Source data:
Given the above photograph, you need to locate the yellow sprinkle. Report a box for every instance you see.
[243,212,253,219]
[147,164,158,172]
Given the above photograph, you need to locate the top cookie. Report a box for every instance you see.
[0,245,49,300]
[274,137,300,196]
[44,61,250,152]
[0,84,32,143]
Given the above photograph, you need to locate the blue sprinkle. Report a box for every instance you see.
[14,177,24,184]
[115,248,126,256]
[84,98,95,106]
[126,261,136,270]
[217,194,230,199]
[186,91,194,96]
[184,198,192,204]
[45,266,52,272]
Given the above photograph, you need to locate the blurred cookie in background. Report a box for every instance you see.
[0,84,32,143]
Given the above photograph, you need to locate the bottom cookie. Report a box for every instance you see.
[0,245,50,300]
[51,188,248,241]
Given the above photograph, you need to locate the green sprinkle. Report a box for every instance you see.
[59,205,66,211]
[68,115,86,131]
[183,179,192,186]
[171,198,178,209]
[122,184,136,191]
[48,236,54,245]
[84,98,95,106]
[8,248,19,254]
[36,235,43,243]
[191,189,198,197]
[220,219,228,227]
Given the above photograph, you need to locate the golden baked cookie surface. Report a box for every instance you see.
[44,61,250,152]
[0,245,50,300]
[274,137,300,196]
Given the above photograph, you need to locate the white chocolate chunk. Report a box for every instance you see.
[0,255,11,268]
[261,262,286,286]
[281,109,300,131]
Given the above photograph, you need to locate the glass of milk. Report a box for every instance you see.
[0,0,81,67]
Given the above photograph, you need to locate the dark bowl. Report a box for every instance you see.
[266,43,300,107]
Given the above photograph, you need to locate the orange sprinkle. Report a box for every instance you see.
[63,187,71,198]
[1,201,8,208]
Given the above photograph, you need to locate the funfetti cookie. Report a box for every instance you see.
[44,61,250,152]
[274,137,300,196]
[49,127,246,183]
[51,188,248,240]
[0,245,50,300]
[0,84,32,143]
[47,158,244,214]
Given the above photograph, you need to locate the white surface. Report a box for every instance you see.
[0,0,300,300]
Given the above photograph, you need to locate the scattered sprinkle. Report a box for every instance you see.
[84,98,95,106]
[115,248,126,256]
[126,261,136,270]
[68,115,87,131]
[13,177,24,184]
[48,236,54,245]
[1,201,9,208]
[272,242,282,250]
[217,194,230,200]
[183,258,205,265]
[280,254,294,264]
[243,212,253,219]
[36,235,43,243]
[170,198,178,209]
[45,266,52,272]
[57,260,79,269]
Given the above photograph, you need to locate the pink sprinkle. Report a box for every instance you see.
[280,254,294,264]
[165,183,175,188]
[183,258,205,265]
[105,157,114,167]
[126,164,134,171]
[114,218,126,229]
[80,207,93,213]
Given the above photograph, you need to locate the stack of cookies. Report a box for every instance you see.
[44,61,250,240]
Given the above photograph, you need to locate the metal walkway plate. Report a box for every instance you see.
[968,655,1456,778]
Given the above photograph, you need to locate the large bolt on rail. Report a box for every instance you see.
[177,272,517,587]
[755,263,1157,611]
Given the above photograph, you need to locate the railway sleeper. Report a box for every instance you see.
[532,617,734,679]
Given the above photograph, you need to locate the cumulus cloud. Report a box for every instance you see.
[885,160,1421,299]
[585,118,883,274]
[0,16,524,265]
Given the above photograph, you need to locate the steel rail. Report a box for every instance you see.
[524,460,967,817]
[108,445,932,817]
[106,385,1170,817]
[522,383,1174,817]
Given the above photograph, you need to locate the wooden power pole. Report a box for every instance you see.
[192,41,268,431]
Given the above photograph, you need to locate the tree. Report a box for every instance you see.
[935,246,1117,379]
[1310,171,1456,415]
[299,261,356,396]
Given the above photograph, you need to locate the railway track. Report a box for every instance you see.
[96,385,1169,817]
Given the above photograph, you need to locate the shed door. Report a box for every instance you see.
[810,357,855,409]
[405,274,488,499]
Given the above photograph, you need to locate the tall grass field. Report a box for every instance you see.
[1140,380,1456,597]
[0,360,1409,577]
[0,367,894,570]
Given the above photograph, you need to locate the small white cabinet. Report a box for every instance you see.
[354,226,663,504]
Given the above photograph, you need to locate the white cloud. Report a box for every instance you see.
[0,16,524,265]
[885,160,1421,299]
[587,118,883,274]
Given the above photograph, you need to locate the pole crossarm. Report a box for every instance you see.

Stated task. Write out again everything from the row containing "Given the above photograph, you need to locate the scattered" down to the row containing "[96,385,1169,817]", keeping the request rows as they are. Scale each bounding-box coordinate by 0.5 and round it to a whole number, with halves rounding up.

Answer for the task.
Given the above photograph, you need to locate the scattered sprinkle. Report a box for every instance you see.
[42,49,48,53]
[58,124,63,128]
[63,131,68,135]
[34,58,44,66]
[7,89,12,92]
[24,118,27,123]
[1,101,5,104]
[136,121,141,125]
[109,97,115,100]
[92,129,103,133]
[140,127,147,132]
[122,106,127,110]
[18,118,22,122]
[85,99,89,105]
[23,133,26,136]
[29,130,40,135]
Given the above photograph, you need to locate the pink sprinkle. Report a box for every instance you see.
[140,127,147,132]
[83,92,88,94]
[92,129,103,133]
[53,79,57,84]
[63,82,67,86]
[57,109,63,115]
[40,104,47,107]
Given the above photograph, you need to locate the stack of cookies. Report a box for every instance you see.
[22,31,125,120]
Given the above photograph, you need to locate the metal walkway plate. Report a box for every instance you see.
[484,328,728,389]
Given the above photograph, you need to locate the large bolt on rail. Report a box for every instance you see.
[89,136,259,294]
[378,132,579,306]
Given the above photograph, you need to locate the railway sleeper. Report a box for every instance you see.
[266,309,367,340]
Given the above photograph, you need to locate the cumulus cloud. Report a box for every instance you see.
[443,80,711,150]
[293,59,442,137]
[0,8,262,133]
Given the above photograph, you need to locate the steel rail. Report a box for every instance you see.
[262,230,484,409]
[54,223,466,409]
[53,193,585,409]
[261,192,587,409]
Given the above photograph, you need to locate the wooden power pole. Report a box for every instance you see.
[96,21,134,216]
Given the above photograph, you need to locate the tree. Report a box for every instance you see.
[468,123,559,190]
[655,86,728,208]
[150,131,178,198]
Given the above photograph, you need to locate the railway track. Report a box for every instance you see.
[48,193,585,409]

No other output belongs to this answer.